# [What the exercise asks]
Could you convert every line of the data below into a numbered list, skipping any blank lines?

# [Record extracts]
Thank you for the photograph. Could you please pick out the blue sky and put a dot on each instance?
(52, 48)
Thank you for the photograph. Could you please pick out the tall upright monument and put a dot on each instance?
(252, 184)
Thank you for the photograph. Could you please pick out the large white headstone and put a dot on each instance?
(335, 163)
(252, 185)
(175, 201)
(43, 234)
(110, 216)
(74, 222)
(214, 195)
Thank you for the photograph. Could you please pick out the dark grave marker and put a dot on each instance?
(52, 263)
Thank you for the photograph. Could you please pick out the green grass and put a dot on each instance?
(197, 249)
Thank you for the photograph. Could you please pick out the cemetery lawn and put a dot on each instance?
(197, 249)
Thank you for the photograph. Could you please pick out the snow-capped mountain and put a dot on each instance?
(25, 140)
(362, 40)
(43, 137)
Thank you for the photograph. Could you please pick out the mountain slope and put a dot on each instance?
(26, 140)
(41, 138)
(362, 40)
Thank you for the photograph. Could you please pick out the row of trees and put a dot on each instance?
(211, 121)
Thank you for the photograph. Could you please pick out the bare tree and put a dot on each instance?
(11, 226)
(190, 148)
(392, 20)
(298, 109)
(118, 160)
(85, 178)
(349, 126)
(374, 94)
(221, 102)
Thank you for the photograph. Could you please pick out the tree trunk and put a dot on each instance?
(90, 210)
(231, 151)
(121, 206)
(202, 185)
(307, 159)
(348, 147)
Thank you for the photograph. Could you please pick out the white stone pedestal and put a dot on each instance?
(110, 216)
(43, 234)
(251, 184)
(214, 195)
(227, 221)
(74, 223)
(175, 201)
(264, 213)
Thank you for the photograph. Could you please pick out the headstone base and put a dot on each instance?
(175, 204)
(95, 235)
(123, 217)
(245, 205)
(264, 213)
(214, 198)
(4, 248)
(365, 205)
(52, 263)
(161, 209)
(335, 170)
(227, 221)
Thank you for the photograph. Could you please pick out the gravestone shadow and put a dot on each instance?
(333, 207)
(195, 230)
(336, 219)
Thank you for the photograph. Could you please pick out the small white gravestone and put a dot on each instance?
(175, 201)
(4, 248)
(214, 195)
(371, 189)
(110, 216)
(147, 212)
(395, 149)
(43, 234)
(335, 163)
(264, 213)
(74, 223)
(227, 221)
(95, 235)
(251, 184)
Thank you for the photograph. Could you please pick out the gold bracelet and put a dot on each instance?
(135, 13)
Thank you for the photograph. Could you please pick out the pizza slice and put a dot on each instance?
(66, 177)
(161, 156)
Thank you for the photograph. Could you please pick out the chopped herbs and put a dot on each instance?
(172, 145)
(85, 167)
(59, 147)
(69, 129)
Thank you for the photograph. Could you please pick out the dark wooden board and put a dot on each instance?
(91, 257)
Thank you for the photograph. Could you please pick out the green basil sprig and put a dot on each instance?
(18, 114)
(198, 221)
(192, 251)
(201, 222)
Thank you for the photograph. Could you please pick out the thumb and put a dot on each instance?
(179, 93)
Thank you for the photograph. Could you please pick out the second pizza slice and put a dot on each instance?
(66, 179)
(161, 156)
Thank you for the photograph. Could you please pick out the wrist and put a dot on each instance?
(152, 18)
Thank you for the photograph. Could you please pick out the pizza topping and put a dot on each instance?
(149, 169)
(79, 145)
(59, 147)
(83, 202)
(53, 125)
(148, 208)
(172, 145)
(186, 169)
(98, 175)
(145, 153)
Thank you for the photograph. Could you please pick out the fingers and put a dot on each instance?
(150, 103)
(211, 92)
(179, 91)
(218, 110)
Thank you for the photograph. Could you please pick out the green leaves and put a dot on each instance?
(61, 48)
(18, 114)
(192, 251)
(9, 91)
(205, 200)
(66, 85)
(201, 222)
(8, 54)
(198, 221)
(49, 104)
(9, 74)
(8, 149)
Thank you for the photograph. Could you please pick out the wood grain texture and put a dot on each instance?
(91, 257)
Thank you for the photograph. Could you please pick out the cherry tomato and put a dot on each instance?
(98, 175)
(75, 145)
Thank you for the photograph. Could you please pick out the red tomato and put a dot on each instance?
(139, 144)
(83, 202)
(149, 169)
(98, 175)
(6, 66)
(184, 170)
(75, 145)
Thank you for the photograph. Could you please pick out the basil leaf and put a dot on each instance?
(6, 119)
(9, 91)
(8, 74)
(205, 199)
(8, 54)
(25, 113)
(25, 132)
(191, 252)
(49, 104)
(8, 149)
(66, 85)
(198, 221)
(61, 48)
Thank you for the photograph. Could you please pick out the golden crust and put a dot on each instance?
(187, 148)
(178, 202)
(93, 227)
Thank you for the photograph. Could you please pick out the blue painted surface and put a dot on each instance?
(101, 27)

# [Output below]
1. Thank you for the photograph. Could you please pick out the blue sky and put a dot on each instance?
2. (52, 48)
3. Thank you for the photograph. Could you please pick out the tall upright monument and put a dot on each instance?
4. (252, 184)
5. Thank you for the photograph. Could you please pick out the large white headstone and put a dot on each instance?
6. (335, 163)
7. (252, 185)
8. (175, 201)
9. (43, 234)
10. (110, 216)
11. (74, 222)
12. (214, 195)
13. Thank you for the photograph. Could you please pick out the dark grave marker and put a dot on each instance?
14. (52, 263)
15. Thank you for the photograph. Could you please pick out the green grass and put a dot on each instance?
16. (197, 249)
17. Thank you for the photograph. Could you please pick out the cemetery lawn and put a dot on each instance?
18. (197, 249)
19. Thank you for the photograph. Could you please pick out the snow-capped mountain and put a dot on each instance?
20. (25, 140)
21. (362, 40)
22. (43, 137)
23. Thank you for the photograph. Could you please pick out the mountain slope and put a dot on each instance?
24. (26, 140)
25. (41, 138)
26. (362, 40)
27. Thank you for the photograph. Could you please pick out the row of trees and put a dot on each instance?
28. (211, 121)
29. Thank you for the photograph. Could you please pick out the bare tree and put a dot on each instance?
30. (11, 226)
31. (190, 148)
32. (392, 20)
33. (298, 109)
34. (118, 160)
35. (85, 178)
36. (349, 126)
37. (374, 94)
38. (221, 102)
39. Thank you for the photograph. Could you please pick out the tree trunk and put a dot on each instance?
40. (90, 210)
41. (231, 151)
42. (121, 206)
43. (202, 185)
44. (307, 159)
45. (348, 147)
46. Thank you for the photograph. Could you please pick out the white stone pedestal and put a dot on each instance?
47. (110, 216)
48. (43, 234)
49. (251, 184)
50. (214, 195)
51. (227, 221)
52. (74, 223)
53. (175, 201)
54. (264, 213)
55. Thank you for the photograph. Could you please pick out the headstone base and put a dot on each instance?
56. (175, 204)
57. (95, 235)
58. (123, 217)
59. (245, 205)
60. (264, 213)
61. (214, 198)
62. (4, 248)
63. (365, 205)
64. (52, 263)
65. (161, 209)
66. (335, 170)
67. (227, 221)
68. Thank you for the photograph. Could you please pick out the gravestone shadow and put a dot on each instance?
69. (333, 207)
70. (195, 230)
71. (336, 219)
72. Thank you for the photograph. Could you please pick out the small white gravestone and put a dot on each instance?
73. (175, 201)
74. (4, 248)
75. (214, 195)
76. (371, 189)
77. (110, 216)
78. (147, 212)
79. (395, 149)
80. (43, 234)
81. (335, 163)
82. (264, 213)
83. (74, 223)
84. (227, 221)
85. (95, 235)
86. (251, 184)
87. Thank you for the photograph. Could you please pick out the gold bracelet and put a dot on each instance?
88. (135, 13)
89. Thank you for the photograph. Could you please pick out the pizza slice and put a dot on each instance?
90. (66, 177)
91. (161, 156)
92. Thank you for the photograph. Could you please pick out the chopped herbs and put a dot on each instance?
93. (172, 145)
94. (85, 167)
95. (59, 147)
96. (69, 129)
97. Thank you for the photograph. Could you please pick out the dark wooden board and put a dot on each instance?
98. (91, 257)
99. Thank you for the photograph. Could you please pick out the green basil sprig and put a dot on each instance?
100. (18, 114)
101. (198, 221)
102. (192, 251)
103. (201, 222)
104. Thank you for the photograph. Could you please pick out the thumb and put a dot on each instance?
105. (179, 93)
106. Thank you for the photograph. Could you please pick out the second pizza slice and put a dot on each instance?
107. (66, 179)
108. (161, 156)
109. Thank you for the photograph. Could you please pick out the wrist and put a dot on each instance?
110. (152, 18)
111. Thank you for the photograph. Could you please pick out the pizza topping and put a dot on each instance?
112. (149, 169)
113. (79, 145)
114. (59, 147)
115. (83, 202)
116. (53, 125)
117. (148, 208)
118. (172, 145)
119. (186, 169)
120. (98, 175)
121. (145, 153)
122. Thank you for the photograph. Could you please pick out the fingers and put a dot on each instance?
123. (150, 103)
124. (211, 92)
125. (179, 91)
126. (218, 110)
127. Thank you for the photograph. Could you please pick out the green leaves and put a dot on each instance?
128. (61, 48)
129. (18, 114)
130. (192, 251)
131. (9, 91)
132. (205, 200)
133. (66, 85)
134. (201, 222)
135. (8, 54)
136. (198, 221)
137. (49, 104)
138. (9, 74)
139. (8, 149)
140. Thank you for the photograph. Could you please pick out the wood grain texture and put a dot on each instance?
141. (91, 257)
142. Thank you for the photograph. Could you please pick out the cherry tomato and put a dot on each instance?
143. (98, 175)
144. (75, 145)
145. Thank you for the photograph. Could you please pick out the red tomato and put a dot on each instance?
146. (139, 144)
147. (83, 202)
148. (149, 169)
149. (98, 175)
150. (6, 66)
151. (184, 170)
152. (75, 145)
153. Thank you for the photograph. Could you please pick out the basil leaf and put a dot on each instance?
154. (6, 119)
155. (9, 91)
156. (8, 74)
157. (205, 199)
158. (8, 54)
159. (25, 113)
160. (25, 132)
161. (191, 252)
162. (49, 104)
163. (8, 149)
164. (66, 85)
165. (198, 221)
166. (61, 48)
167. Thank you for the photograph. Could you please pick out the golden crust and put a dot on each instance?
168. (187, 148)
169. (178, 202)
170. (93, 227)
171. Thank you for the photograph. Could you please pick out the blue painted surface and put a dot on each instance?
172. (101, 27)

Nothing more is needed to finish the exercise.